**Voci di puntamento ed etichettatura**
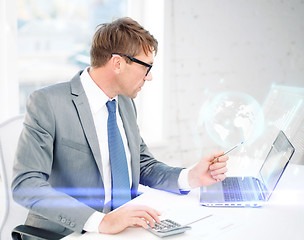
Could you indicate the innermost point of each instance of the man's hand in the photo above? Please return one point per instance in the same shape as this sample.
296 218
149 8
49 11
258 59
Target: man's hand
209 170
128 215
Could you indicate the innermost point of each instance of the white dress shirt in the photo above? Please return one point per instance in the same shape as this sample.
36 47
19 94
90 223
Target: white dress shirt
97 101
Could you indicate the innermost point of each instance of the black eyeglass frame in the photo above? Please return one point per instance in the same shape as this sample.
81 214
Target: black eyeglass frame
149 66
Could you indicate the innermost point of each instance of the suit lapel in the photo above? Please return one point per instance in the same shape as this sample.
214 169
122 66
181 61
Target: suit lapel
84 112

**Cosa fare**
Puoi riscrivere come elenco numerato le righe del materiale dalla riga che contiene "of the suit", compresa, fino alla fine, senza le righe vuote?

**Risposta attesa**
1. Could you indicate the innermost point of each instance of the suit lapel in the photo above? Please return one point per instance in the same shape as this sample.
2. 214 169
3. 122 66
4. 181 61
5. Target: suit lapel
6. 84 112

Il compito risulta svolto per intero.